Given data START

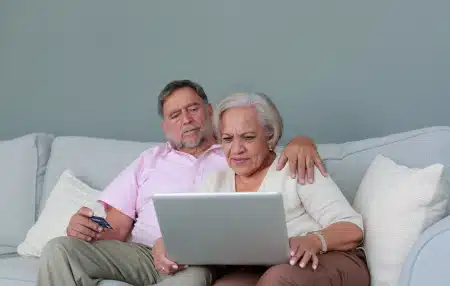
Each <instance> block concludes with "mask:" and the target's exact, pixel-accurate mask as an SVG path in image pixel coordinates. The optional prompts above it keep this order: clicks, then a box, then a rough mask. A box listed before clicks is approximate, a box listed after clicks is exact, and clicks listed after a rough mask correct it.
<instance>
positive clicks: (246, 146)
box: [220, 107, 270, 176]
mask: <svg viewBox="0 0 450 286" xmlns="http://www.w3.org/2000/svg"><path fill="white" fill-rule="evenodd" d="M220 135H221V144H222V149H223V151H224V153H225V155H226V157H227V162H228V165H229V166H230V167H231V168H232V169H233V170H234V172H235V173H236V174H238V175H241V176H251V175H252V174H253V173H255V172H256V171H258V170H259V169H260V168H261V167H262V165H263V164H264V161H265V160H266V159H267V157H268V156H269V154H270V150H269V146H268V144H267V139H266V137H265V134H264V128H263V127H262V126H261V124H260V123H259V121H258V114H257V112H256V109H255V108H254V107H235V108H230V109H228V110H226V111H225V112H224V113H222V116H221V130H220Z"/></svg>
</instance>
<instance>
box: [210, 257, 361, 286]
mask: <svg viewBox="0 0 450 286" xmlns="http://www.w3.org/2000/svg"><path fill="white" fill-rule="evenodd" d="M219 285H220V286H225V285H230V286H231V285H233V286H240V285H257V286H266V285H267V286H268V285H270V286H285V285H286V286H288V285H289V286H369V285H370V274H369V270H368V267H367V263H366V257H365V254H364V251H363V250H362V249H354V250H350V251H331V252H328V253H325V254H322V255H319V266H318V267H317V269H316V270H313V269H312V267H311V263H309V264H308V265H307V266H306V267H305V268H300V267H299V266H298V265H294V266H291V265H289V264H280V265H275V266H272V267H269V268H267V267H259V266H255V267H240V268H236V267H230V268H229V269H228V273H227V274H225V275H224V276H222V277H221V278H219V279H218V280H217V281H216V282H215V283H214V286H219Z"/></svg>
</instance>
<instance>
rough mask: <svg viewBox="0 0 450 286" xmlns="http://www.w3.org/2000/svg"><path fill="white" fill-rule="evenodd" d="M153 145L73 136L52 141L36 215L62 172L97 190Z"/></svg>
mask: <svg viewBox="0 0 450 286" xmlns="http://www.w3.org/2000/svg"><path fill="white" fill-rule="evenodd" d="M156 144H158V143H142V142H132V141H123V140H114V139H102V138H91V137H76V136H64V137H57V138H55V140H54V141H53V144H52V152H51V155H50V159H49V160H48V165H47V171H46V175H45V181H44V187H43V194H42V197H41V199H40V202H41V204H40V206H39V213H40V212H41V211H42V209H43V208H44V203H45V201H46V200H47V198H48V196H49V194H50V192H51V191H52V189H53V187H54V186H55V184H56V182H57V181H58V179H59V177H60V176H61V174H62V172H63V171H64V170H66V169H70V170H71V171H73V173H74V174H75V175H76V176H77V177H78V178H79V179H81V180H82V181H83V182H85V183H86V184H88V185H89V186H91V187H92V188H95V189H97V190H100V191H101V190H103V188H104V187H106V185H108V183H110V182H111V181H112V180H113V179H114V177H115V176H117V175H118V174H119V173H120V171H122V169H124V168H125V167H126V166H128V164H130V163H131V162H132V161H133V160H135V159H136V158H137V157H138V156H139V154H140V153H141V152H143V151H144V150H146V149H148V148H150V147H152V146H155V145H156Z"/></svg>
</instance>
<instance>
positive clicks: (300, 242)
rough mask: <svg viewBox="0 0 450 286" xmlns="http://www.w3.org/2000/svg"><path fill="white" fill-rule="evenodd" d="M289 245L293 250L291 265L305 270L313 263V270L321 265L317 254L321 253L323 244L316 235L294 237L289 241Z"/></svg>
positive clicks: (290, 255)
mask: <svg viewBox="0 0 450 286" xmlns="http://www.w3.org/2000/svg"><path fill="white" fill-rule="evenodd" d="M289 244H290V248H291V253H290V256H291V259H290V261H289V264H291V265H295V264H298V266H300V267H301V268H304V267H305V266H306V265H308V263H309V262H310V261H311V262H312V263H311V264H312V265H311V267H312V269H313V270H316V269H317V266H318V265H319V258H318V257H317V254H318V253H319V252H320V247H321V242H320V240H319V241H318V238H317V237H315V235H314V234H309V235H306V236H297V237H293V238H291V239H290V240H289Z"/></svg>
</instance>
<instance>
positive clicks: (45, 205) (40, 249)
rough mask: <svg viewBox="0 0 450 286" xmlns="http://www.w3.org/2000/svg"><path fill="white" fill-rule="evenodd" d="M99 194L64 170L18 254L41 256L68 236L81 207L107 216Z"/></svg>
mask: <svg viewBox="0 0 450 286" xmlns="http://www.w3.org/2000/svg"><path fill="white" fill-rule="evenodd" d="M100 193H101V192H100V191H98V190H95V189H92V188H91V187H89V186H88V185H86V184H85V183H83V182H81V181H80V180H79V179H77V178H76V177H75V176H74V174H73V173H72V172H71V171H70V170H66V171H64V172H63V173H62V174H61V176H60V178H59V180H58V182H57V183H56V185H55V187H54V188H53V190H52V192H51V194H50V197H49V198H48V200H47V201H46V203H45V207H44V209H43V211H42V213H41V215H40V216H39V219H38V220H37V222H36V223H35V224H34V226H33V227H32V228H31V229H30V230H29V231H28V233H27V236H26V238H25V241H23V242H22V243H21V244H20V245H19V246H18V247H17V253H19V254H20V255H23V256H36V257H39V256H40V255H41V252H42V249H43V248H44V246H45V244H46V243H47V242H48V241H49V240H51V239H53V238H55V237H60V236H66V227H67V225H68V223H69V221H70V218H71V217H72V215H73V214H75V213H76V212H77V211H78V209H80V208H81V207H82V206H86V207H88V208H90V209H92V210H93V211H94V214H95V215H96V216H101V217H105V211H104V208H103V205H102V204H101V203H99V202H97V198H98V197H99V195H100Z"/></svg>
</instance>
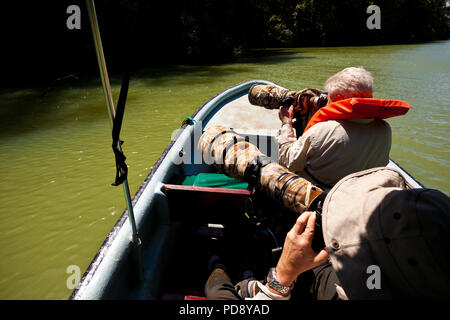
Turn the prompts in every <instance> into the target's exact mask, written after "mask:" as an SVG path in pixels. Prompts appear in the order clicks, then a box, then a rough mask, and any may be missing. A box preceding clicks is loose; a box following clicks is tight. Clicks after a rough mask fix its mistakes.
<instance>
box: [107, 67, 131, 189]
mask: <svg viewBox="0 0 450 320" xmlns="http://www.w3.org/2000/svg"><path fill="white" fill-rule="evenodd" d="M129 83H130V73H129V72H128V71H126V72H125V74H124V76H123V80H122V86H121V88H120V95H119V101H118V102H117V110H116V116H115V117H114V122H113V129H112V139H113V143H112V149H113V152H114V156H115V158H116V179H115V181H114V183H112V184H111V185H113V186H118V185H121V184H122V183H123V182H124V181H125V180H126V179H127V176H128V167H127V164H126V163H125V160H126V158H127V157H125V155H124V154H123V151H122V149H121V146H122V144H123V143H124V142H123V141H122V140H120V129H121V128H122V121H123V115H124V113H125V104H126V101H127V94H128V86H129Z"/></svg>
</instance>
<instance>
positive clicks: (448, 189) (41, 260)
mask: <svg viewBox="0 0 450 320" xmlns="http://www.w3.org/2000/svg"><path fill="white" fill-rule="evenodd" d="M448 56H450V41H439V42H433V43H427V44H420V45H395V46H370V47H333V48H327V47H320V48H300V49H272V50H267V51H266V52H265V54H264V55H262V57H261V56H256V57H253V58H252V57H247V58H245V59H242V60H241V61H238V62H236V63H229V64H217V65H207V66H201V65H198V66H190V65H177V66H170V67H160V68H149V69H147V70H140V71H139V72H138V73H135V74H134V75H133V79H132V81H131V83H130V90H129V97H128V102H127V109H126V112H125V118H124V123H123V129H122V133H121V138H122V139H123V140H125V144H124V152H125V154H126V156H127V164H128V165H129V182H130V189H131V193H132V194H134V192H136V190H137V188H138V187H139V185H140V184H141V183H142V181H143V179H144V178H145V177H146V175H147V174H148V172H149V170H150V168H151V167H152V166H153V164H154V163H155V161H156V160H157V158H158V157H159V155H160V154H161V152H162V151H163V150H164V149H165V147H166V146H167V144H168V143H169V141H170V138H171V134H172V132H173V130H175V129H177V128H178V127H179V126H180V125H181V122H182V120H183V119H184V117H186V116H190V115H192V113H193V112H195V110H196V109H197V108H198V107H200V106H201V105H202V104H203V103H204V102H205V101H207V100H208V99H209V98H210V97H211V96H213V95H215V94H217V93H218V92H220V91H222V90H223V89H225V88H228V87H230V86H232V85H234V84H236V83H239V82H243V81H246V80H249V79H265V80H269V81H272V82H275V83H278V84H280V85H282V86H284V87H288V88H291V89H293V90H297V89H301V88H304V87H317V88H320V87H322V85H323V83H324V82H325V80H326V79H327V78H328V77H329V76H330V75H332V74H333V73H335V72H337V71H338V70H340V69H342V68H344V67H348V66H364V67H365V68H366V69H367V70H369V71H370V72H372V74H373V76H374V78H375V83H374V96H375V97H380V98H381V97H383V98H393V99H401V100H405V101H407V102H408V103H410V104H411V105H412V106H413V110H411V111H410V112H409V113H408V114H407V115H406V116H404V117H399V118H393V119H391V120H388V121H389V123H390V124H391V126H392V131H393V143H392V150H391V157H392V159H394V160H395V161H396V162H398V163H399V164H400V165H401V166H402V167H404V168H405V169H406V170H407V171H408V172H409V173H411V174H412V175H413V176H414V177H415V178H417V179H418V180H419V181H420V182H422V183H423V184H424V185H425V186H426V187H430V188H436V189H439V190H441V191H443V192H445V193H446V194H450V186H449V184H448V181H449V180H450V179H449V178H450V176H449V173H448V172H449V170H448V168H449V167H450V151H449V150H448V145H449V134H448V132H449V126H450V125H449V123H450V112H449V108H450V95H449V92H450V66H449V64H448ZM119 85H120V78H113V86H112V87H113V94H114V97H115V99H116V100H117V98H118V93H119ZM46 88H47V87H46V86H43V87H40V88H35V89H33V88H31V89H21V90H15V91H11V90H7V91H5V90H2V92H0V101H1V102H2V108H1V117H0V137H1V138H2V145H1V146H0V151H1V152H0V154H1V155H0V159H1V163H2V168H3V170H4V172H5V173H6V174H5V181H4V183H2V185H1V187H0V200H1V202H2V210H1V213H0V246H1V248H2V251H1V252H2V260H1V262H0V275H1V280H0V299H66V298H67V297H68V296H69V295H70V293H71V290H70V289H69V288H68V287H67V279H68V277H69V276H70V274H68V273H67V272H66V271H67V268H68V267H69V266H78V267H79V268H80V270H81V272H83V271H84V270H85V269H86V267H87V266H88V264H89V263H90V261H91V260H92V258H93V257H94V255H95V254H96V252H97V249H98V248H99V247H100V245H101V243H102V242H103V240H104V238H105V236H106V234H107V233H108V232H109V230H110V229H111V227H112V226H113V225H114V223H115V222H116V220H117V219H118V217H119V216H120V215H121V213H122V212H123V209H124V208H125V202H124V199H123V195H122V193H123V192H122V190H121V189H119V188H114V187H111V186H110V184H111V183H112V182H113V181H114V175H115V166H114V156H113V153H112V151H111V132H110V130H111V128H110V125H109V119H108V115H107V111H106V107H105V104H104V97H103V92H102V89H101V84H100V79H99V78H98V77H97V78H94V79H80V80H79V81H78V80H76V79H73V81H72V80H71V83H70V84H67V85H63V86H56V87H54V88H52V89H51V90H49V91H48V92H47V94H45V95H42V94H43V91H42V89H46ZM244 121H245V120H244Z"/></svg>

Given data END

§ Task prompt: Only lines of the material that contain the word "then" belong in the answer; copy each one.

§ Response to this task:
Each <instance> block concludes with "mask:" and the target's exact, pixel-accurate mask as an SVG path in image pixel coordinates. The optional prompts above it keep this order: clicks, then a box, then a rough mask. A box listed before clicks is approximate, a box listed after clicks is exact, and clicks listed after a rough mask correct it.
Turn the prompts in every <instance> into the target's exact mask, written after "mask:" as an SVG path in pixels. Prompts appear in the order clicks, then a box, then a rough mask, and any may be missing. A box preceding clicks is loose; a box following clicks is tight. Clicks after a rough mask fix its mistakes.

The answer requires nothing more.